>> Begin DATA SUPPLIED

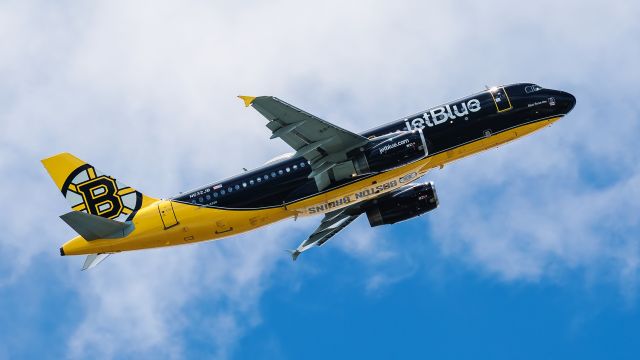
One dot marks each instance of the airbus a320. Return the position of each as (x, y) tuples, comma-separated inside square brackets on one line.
[(331, 171)]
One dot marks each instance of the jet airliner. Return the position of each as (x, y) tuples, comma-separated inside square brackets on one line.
[(331, 172)]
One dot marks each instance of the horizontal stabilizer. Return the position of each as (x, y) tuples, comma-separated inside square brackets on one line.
[(93, 260), (93, 227)]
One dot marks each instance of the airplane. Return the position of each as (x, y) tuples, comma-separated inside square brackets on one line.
[(331, 172)]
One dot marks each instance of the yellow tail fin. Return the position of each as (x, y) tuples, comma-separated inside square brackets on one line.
[(91, 191)]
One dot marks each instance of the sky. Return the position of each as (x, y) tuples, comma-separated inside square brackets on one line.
[(533, 252)]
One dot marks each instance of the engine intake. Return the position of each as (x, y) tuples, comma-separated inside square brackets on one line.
[(403, 204)]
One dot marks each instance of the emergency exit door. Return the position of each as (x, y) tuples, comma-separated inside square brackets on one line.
[(501, 99), (167, 214)]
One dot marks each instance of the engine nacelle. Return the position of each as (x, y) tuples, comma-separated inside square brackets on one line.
[(403, 204), (390, 151)]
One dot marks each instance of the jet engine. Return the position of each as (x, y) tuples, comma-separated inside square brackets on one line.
[(403, 204), (390, 151)]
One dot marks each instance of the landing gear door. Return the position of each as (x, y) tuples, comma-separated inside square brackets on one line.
[(167, 214), (501, 99)]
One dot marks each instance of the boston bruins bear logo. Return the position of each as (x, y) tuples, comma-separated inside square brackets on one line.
[(95, 193)]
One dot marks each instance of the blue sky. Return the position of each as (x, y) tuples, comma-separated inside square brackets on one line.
[(533, 252)]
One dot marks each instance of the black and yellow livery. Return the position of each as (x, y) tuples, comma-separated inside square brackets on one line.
[(332, 171)]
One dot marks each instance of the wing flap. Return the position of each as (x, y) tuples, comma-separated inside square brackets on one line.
[(330, 225), (324, 144)]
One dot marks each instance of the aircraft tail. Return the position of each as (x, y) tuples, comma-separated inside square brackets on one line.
[(93, 192)]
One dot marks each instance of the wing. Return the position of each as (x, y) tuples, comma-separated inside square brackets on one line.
[(330, 225), (324, 144)]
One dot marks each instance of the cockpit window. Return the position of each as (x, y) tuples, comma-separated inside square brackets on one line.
[(532, 88)]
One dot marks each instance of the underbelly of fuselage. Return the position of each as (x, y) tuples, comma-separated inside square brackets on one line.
[(195, 223)]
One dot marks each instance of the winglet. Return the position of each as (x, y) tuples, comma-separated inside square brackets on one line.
[(247, 99)]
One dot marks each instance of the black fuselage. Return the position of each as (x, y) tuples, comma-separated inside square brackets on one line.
[(444, 127)]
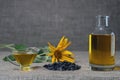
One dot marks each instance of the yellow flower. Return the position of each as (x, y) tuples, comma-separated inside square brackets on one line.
[(59, 54)]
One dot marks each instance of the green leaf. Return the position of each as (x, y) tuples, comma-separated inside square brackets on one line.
[(11, 57), (20, 47)]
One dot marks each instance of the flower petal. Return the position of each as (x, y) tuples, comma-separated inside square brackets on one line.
[(61, 42), (65, 46), (68, 59), (50, 54), (53, 59), (66, 52), (52, 48)]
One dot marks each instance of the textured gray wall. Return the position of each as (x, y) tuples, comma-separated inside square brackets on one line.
[(35, 22)]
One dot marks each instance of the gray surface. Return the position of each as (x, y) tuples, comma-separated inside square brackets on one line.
[(9, 70), (35, 22)]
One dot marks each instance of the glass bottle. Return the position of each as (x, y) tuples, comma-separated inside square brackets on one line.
[(102, 46)]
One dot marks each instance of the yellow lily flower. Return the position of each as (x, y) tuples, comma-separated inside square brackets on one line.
[(59, 54)]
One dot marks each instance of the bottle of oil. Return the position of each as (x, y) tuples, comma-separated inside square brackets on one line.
[(102, 46)]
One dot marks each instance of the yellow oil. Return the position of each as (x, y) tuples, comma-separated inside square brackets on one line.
[(24, 59), (100, 52)]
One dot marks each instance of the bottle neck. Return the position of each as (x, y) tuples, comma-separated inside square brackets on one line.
[(102, 21)]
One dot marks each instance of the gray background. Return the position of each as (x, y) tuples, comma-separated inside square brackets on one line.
[(35, 22)]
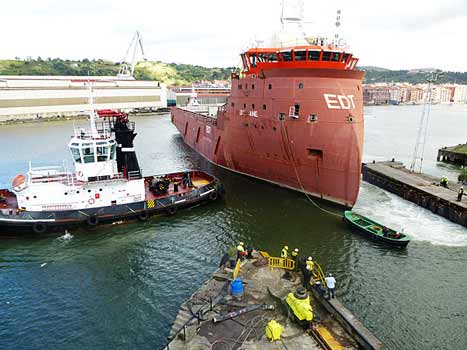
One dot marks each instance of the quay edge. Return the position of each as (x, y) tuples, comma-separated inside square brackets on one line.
[(421, 189)]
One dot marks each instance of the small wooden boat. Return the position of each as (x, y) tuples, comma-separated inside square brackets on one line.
[(375, 230)]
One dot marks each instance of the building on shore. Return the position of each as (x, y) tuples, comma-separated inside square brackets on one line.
[(396, 93), (35, 97)]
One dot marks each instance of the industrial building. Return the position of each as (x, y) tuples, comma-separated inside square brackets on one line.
[(35, 97)]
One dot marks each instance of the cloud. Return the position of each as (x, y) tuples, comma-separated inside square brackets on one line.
[(393, 34)]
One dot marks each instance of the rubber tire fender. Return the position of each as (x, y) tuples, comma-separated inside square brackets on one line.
[(39, 227), (171, 210), (92, 220), (213, 195), (143, 215)]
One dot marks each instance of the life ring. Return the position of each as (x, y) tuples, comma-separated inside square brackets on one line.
[(213, 195), (171, 210), (92, 220), (143, 215), (39, 227)]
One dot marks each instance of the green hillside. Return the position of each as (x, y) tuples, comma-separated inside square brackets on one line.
[(185, 74)]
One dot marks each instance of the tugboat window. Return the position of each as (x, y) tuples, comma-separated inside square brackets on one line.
[(314, 55), (102, 151), (300, 55), (112, 151), (88, 152), (287, 56), (75, 154), (326, 55)]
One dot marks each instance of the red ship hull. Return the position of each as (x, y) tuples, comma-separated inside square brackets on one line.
[(301, 129)]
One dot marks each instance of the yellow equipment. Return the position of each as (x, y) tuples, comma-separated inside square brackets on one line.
[(273, 330), (299, 302)]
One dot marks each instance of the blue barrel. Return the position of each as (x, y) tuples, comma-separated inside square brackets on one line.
[(237, 287)]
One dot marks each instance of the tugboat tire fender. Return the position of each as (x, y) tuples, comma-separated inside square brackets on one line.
[(171, 210), (92, 220), (39, 227), (143, 215), (213, 195)]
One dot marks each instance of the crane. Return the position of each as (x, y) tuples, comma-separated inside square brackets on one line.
[(127, 66)]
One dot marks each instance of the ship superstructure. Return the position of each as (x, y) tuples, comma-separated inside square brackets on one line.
[(106, 187), (294, 117)]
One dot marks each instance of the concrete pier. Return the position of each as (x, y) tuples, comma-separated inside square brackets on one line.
[(455, 154), (421, 189)]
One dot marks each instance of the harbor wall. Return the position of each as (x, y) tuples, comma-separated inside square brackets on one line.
[(410, 187), (23, 98)]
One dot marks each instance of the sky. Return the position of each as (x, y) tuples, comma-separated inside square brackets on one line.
[(396, 34)]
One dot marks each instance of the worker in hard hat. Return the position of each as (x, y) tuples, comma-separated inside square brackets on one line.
[(299, 303), (240, 251), (295, 257)]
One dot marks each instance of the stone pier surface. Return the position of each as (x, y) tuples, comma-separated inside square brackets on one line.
[(421, 189), (455, 154), (194, 328)]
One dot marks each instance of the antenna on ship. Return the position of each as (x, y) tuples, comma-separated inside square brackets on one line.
[(337, 24), (423, 124)]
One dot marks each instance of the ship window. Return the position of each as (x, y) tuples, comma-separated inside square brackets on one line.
[(326, 55), (344, 58), (102, 153), (287, 56), (75, 154), (273, 57), (314, 55), (300, 55), (296, 111), (88, 152), (112, 151)]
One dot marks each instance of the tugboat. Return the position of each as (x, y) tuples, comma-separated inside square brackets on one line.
[(107, 186)]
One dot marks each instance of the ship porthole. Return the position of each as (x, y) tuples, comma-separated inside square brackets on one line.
[(93, 220), (143, 215), (171, 210), (39, 227), (213, 195)]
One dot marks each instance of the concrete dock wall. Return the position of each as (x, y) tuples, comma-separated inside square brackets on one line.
[(420, 189)]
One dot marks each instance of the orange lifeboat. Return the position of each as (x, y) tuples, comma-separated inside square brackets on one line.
[(19, 182)]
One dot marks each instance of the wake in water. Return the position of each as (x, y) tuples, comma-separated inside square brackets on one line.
[(66, 237), (400, 214)]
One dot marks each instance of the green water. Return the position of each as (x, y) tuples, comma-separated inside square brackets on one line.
[(120, 287)]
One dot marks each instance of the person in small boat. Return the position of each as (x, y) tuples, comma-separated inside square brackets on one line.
[(331, 285), (460, 193), (444, 181), (385, 231), (296, 258)]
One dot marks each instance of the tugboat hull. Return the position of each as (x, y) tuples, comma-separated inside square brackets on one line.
[(14, 222)]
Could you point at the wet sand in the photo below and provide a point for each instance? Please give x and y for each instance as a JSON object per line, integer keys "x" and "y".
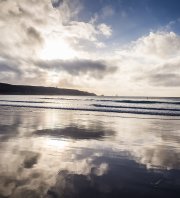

>> End DATA SUPPLIED

» **TO BE DONE**: Rewrite the listing starting at the line that contains "One dot marks each instance of the wake" and ending at the end of the listing, swapping "green water" for "murky water" and changing nothing else. Leave out the pictures.

» **ANSWER**:
One dot marks each instance of the wake in water. Return the position of each as (x, y) tuples, comma-separated inside square brackets on one line.
[(66, 237), (400, 214)]
One dot marks each instance of the murky water. Return the position of each as (x, y) tuples, comma-separated inside square brackets on one line.
[(120, 287)]
One dot marks each instance of the person in small boat. Return the position of each as (x, y) tuples, comma-separated inside square brackets on one line.
[(331, 285), (460, 193), (444, 181), (385, 231), (296, 258)]
One dot marks each instance of the tugboat hull. Return the position of each as (x, y) tuples, comma-separated inside square brackets on one line.
[(14, 222)]
Could you point at the wet sand in the photo below and provide a point for each instance? Please give x and y for each instance as a JSON object per line, integer keys "x" and "y".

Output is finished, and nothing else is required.